Set of tasks >>
A. Answer these questions using the transition matrix documentation below:
(i) What does the property dt_model describe?
(ii) In what order are the eigenvalues returned by eigenvalues(k=None) sorted?
(iii) What is the return type of eigenvectors_right(k=None)?
B. Retype the part of the transition matrix documentation starting at "Compute the right" and ending at "ndarray(n,k)".
C. Using the notes in the transition matrix documentation, explain in one to three sentences how the equilibrium expectation value of an observable is obtained.

== Extract provided ==

Lindner, B., Z. Yi, J.-H. Prinz, J. C. Smith and F. Noe. 2013. Dynamic Neutron Scattering from Conformational Dynamics I: Theory and Markov models. J. Chem. Phys. 139, 175101.

property dt_model

Description of the physical time corresponding to the lag.

eigenvalues(k=None)

Compute the transition matrix eigenvalues

Parameters

k (int) – number of eigenvalues to be returned. By default will return all available eigenvalues

Returns

ts – transition matrix eigenvalues \(\lambda_i, i = 1, ..., k\)., sorted by descending norm.

Return type

ndarray(k,)

eigenvectors_left(k=None)

Compute the left transition matrix eigenvectors

Parameters

k (int) – number of eigenvectors to be returned. By default all available eigenvectors.

Returns

L – left eigenvectors in a row matrix. l_ij is the j’th component of the i’th left eigenvector

Return type

ndarray(k,n)

eigenvectors_right(k=None)

Compute the right transition matrix eigenvectors

Parameters

k (int) – number of eigenvectors to be computed. By default all available eigenvectors.

Returns

R – right eigenvectors in a column matrix. r_ij is the i’th component of the j’th right eigenvector

Return type

ndarray(n,k)

expectation(a)

Equilibrium expectation value of a given observable.

Parameters

a ((n,) ndarray) – Observable vector on the MSM state space

Returns

val – Equilibrium expectation value fo the given observable

Return type

float

Notes

The equilibrium expectation value of an observable \(a\) is defined as follows

\[\mathbb{E}_{\mu}[a] = \sum_i \pi_i a_i\]

\(\pi=(\pi_i)\) is the stationary vector of the transition matrix \(P\).

fingerprint_correlation(a, b=None, k=None, ncv=None)

===
== Stored data ==

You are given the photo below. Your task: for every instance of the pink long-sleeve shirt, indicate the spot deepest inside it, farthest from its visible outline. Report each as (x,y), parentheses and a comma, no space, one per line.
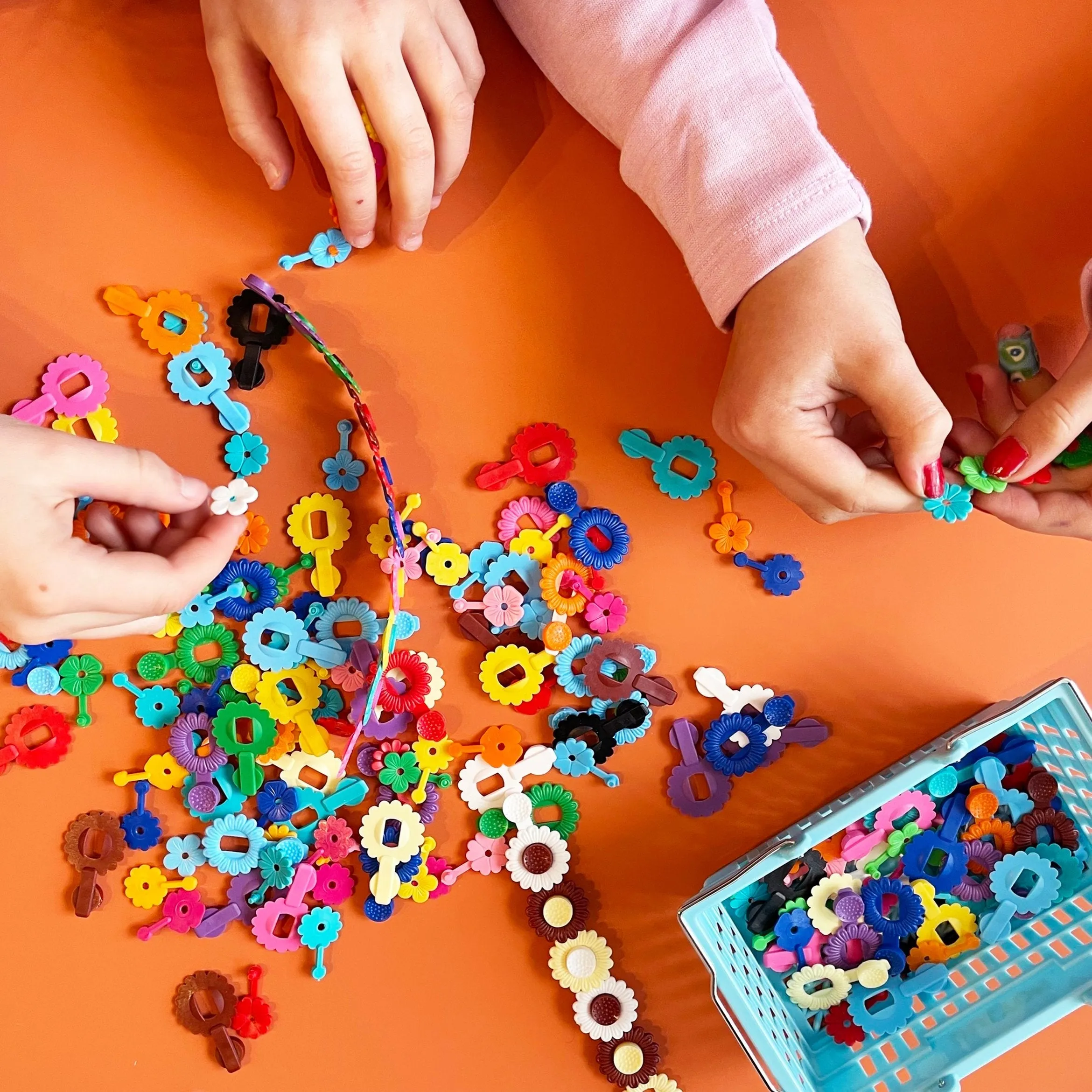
(717,134)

===

The results >>
A.
(i) It describes the physical time corresponding to the lag.
(ii) They are sorted by descending norm.
(iii) ndarray(n,k).

B.
Compute the right transition matrix eigenvectors

Parameters

k (int) – number of eigenvectors to be computed. By default all available eigenvectors.

Returns

R – right eigenvectors in a column matrix. r_ij is the i’th component of the j’th right eigenvector

Return type

ndarray(n,k)

C. The equilibrium expectation value of an observable a is the sum over states i of π_i multiplied by a_i. Here a is the observable vector on the MSM state space, and π = (π_i) is the stationary vector of the transition matrix P.